Your objective:
Report every line in the items below that contains the string "ridge", matching case exactly.

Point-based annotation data

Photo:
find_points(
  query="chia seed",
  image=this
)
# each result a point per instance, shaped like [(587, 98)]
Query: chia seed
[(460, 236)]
* * *
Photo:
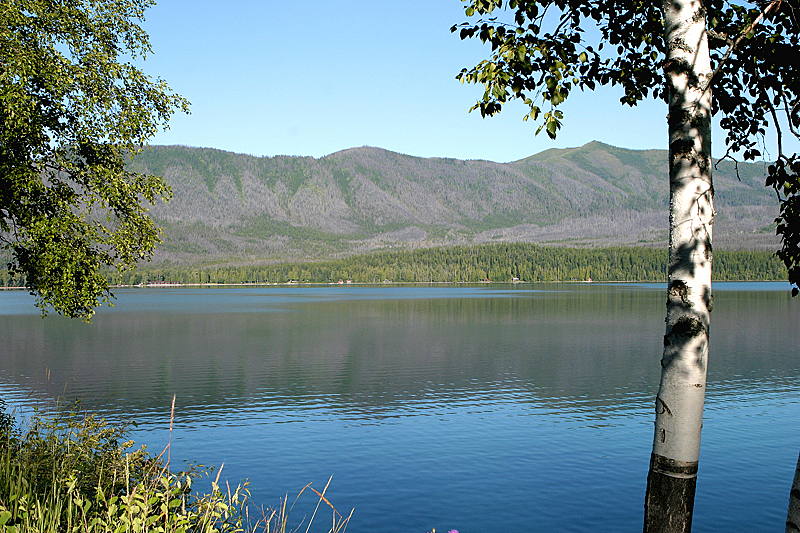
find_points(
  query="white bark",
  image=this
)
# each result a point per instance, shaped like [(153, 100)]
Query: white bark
--
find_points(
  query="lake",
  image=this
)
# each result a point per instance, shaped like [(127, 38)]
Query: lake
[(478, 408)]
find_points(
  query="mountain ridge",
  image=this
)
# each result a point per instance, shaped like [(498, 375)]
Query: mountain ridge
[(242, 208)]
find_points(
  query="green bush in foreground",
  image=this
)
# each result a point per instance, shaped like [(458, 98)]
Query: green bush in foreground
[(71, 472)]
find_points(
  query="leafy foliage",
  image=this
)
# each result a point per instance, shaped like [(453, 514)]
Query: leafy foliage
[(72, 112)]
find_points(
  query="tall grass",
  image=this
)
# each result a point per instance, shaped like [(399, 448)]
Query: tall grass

Completed task:
  query="mountain ridge",
Query: mountain ridge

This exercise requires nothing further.